→ The data:
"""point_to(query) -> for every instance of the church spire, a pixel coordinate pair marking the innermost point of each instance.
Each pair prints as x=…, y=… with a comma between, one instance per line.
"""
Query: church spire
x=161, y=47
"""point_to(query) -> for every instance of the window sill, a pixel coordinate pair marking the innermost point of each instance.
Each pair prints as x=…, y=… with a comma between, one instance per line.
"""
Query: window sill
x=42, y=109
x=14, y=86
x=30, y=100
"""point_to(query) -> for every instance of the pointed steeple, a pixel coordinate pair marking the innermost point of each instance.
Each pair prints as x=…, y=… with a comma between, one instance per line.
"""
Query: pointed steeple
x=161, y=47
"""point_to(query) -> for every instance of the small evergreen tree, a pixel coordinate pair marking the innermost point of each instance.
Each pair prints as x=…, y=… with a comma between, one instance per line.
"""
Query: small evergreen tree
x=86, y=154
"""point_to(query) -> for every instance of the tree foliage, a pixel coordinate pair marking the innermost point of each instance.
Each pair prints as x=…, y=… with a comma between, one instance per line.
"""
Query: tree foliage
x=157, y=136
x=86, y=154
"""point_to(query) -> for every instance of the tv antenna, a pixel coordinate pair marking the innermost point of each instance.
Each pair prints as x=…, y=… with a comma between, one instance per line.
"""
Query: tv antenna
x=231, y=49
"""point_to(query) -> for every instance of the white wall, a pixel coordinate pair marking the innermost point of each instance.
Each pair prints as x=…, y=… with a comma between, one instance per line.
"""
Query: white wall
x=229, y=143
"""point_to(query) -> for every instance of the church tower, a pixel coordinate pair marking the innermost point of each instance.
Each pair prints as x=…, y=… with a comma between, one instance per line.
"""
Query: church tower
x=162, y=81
* * *
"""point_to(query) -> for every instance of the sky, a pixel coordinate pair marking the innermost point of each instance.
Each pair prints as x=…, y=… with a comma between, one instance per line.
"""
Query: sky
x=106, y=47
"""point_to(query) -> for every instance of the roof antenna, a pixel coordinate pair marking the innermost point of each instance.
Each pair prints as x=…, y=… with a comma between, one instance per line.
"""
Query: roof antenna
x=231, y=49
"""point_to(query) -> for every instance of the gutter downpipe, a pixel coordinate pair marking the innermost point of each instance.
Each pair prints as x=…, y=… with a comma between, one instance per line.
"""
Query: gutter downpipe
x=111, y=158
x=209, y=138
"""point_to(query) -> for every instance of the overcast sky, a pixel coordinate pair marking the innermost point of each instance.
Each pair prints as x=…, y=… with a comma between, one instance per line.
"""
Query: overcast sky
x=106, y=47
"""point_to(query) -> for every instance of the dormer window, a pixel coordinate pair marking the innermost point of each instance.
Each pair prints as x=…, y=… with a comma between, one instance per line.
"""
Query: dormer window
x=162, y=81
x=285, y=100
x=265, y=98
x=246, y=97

→ Work to complete:
The stretch of entries above that starts with the line containing "Query: pointed steeple" and goes on through the line containing "of the tree" is to be transcribed exactly, and no other line is to be transcribed.

→ Finished exercise:
Query: pointed steeple
x=161, y=47
"""point_to(query) -> for every instance of the small evergreen tree, a pixel coordinate pair marking the innermost point of each instance.
Each pair prints as x=…, y=… with a comma between, one instance per line.
"""
Query: small evergreen tree
x=86, y=154
"""point_to(query) -> for every instance of the tree foliage, a pixel coordinate pair marking the innermost point of each instance.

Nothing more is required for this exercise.